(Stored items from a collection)

· · · · · · ·

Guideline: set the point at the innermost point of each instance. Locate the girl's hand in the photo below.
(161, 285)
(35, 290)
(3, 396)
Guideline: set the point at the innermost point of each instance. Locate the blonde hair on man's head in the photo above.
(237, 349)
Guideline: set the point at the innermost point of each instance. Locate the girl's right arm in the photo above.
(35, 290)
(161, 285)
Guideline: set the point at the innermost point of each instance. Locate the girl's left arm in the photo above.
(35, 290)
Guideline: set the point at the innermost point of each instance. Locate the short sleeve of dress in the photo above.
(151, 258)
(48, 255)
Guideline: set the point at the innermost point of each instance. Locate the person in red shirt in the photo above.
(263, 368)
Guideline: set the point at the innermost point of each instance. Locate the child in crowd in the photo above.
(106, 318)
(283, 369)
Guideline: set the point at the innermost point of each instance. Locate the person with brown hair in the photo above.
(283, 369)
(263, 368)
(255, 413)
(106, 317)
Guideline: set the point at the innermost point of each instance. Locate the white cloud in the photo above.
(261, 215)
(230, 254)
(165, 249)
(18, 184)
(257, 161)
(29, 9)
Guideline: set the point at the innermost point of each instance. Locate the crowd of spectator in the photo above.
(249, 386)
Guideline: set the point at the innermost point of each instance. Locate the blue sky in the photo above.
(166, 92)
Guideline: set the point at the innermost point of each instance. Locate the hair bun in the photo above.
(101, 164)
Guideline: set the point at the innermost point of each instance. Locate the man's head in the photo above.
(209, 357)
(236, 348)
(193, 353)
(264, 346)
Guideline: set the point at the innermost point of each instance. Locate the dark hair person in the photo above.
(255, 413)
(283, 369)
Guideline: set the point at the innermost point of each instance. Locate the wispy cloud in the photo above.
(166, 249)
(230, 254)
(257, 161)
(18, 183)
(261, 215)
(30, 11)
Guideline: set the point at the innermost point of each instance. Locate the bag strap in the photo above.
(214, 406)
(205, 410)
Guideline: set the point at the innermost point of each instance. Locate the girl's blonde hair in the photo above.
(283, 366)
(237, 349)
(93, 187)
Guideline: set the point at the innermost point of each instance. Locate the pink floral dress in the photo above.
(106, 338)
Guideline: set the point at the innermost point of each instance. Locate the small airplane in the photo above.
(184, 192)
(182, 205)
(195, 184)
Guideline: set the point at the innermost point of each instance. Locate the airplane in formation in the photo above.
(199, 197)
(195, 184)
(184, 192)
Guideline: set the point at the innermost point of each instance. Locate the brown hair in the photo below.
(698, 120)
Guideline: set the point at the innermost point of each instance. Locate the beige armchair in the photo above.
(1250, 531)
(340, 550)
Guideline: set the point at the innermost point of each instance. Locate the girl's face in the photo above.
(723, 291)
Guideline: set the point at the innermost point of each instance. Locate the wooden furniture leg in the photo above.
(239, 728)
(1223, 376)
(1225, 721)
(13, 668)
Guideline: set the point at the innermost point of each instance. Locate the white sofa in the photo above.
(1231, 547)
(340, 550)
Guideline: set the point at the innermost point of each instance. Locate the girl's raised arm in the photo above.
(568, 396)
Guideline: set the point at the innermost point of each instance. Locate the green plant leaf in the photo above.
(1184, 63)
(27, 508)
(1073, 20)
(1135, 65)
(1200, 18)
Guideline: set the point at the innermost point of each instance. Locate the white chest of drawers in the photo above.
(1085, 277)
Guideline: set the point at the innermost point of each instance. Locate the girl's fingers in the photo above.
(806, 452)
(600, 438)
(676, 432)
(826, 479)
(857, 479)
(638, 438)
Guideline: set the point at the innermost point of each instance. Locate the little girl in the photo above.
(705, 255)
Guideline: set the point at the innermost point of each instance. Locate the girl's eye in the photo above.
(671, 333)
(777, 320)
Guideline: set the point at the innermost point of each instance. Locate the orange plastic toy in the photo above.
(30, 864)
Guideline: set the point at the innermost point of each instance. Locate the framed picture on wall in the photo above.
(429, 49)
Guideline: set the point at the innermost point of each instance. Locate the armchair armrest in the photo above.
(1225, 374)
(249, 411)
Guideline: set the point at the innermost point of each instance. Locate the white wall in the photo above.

· · · · · · ·

| TASK ITEM |
Transcribe exactly the lines from the one containing "raised arm in the photo above." through the end of the records, both included, and nothing else.

| SOLUTION TO THE EXERCISE |
Guideline: set the point at the innermost point of each instance. Locate the girl's raised arm in the photo above.
(568, 396)
Guideline: set the point at the innermost point of each instance. Locate the green plant leaf in the photo above.
(1184, 63)
(27, 508)
(1073, 20)
(1135, 65)
(1200, 18)
Guideline: set the point at the innermost point of each instance. Locate the white chest of drawers in the photo above.
(1085, 277)
Guideline: set the point at the innermost point of each instance. Locate the girl's fingers in the photo above.
(806, 452)
(600, 438)
(676, 432)
(826, 479)
(857, 479)
(638, 438)
Guideline: set the point at the innermost point of each instance. Locate the little girl in the photo above.
(705, 255)
Guideline: set the point at the innermost point of each instance. Locate the girl's eye in the photo above.
(671, 333)
(777, 320)
Guideline: set the point at the innermost point of each instance. Locate the orange plastic toy in the photo above.
(30, 864)
Guideline: set the point at the innermost point of each instance. Locate the framed picture on wall in the photo above.
(429, 49)
Guideline: set the point at the innermost point of each instance. Locate the armchair armrest in the photo above.
(1225, 374)
(249, 411)
Guideline: set the point at the innermost point of each instance. Locate the white wall in the photo above.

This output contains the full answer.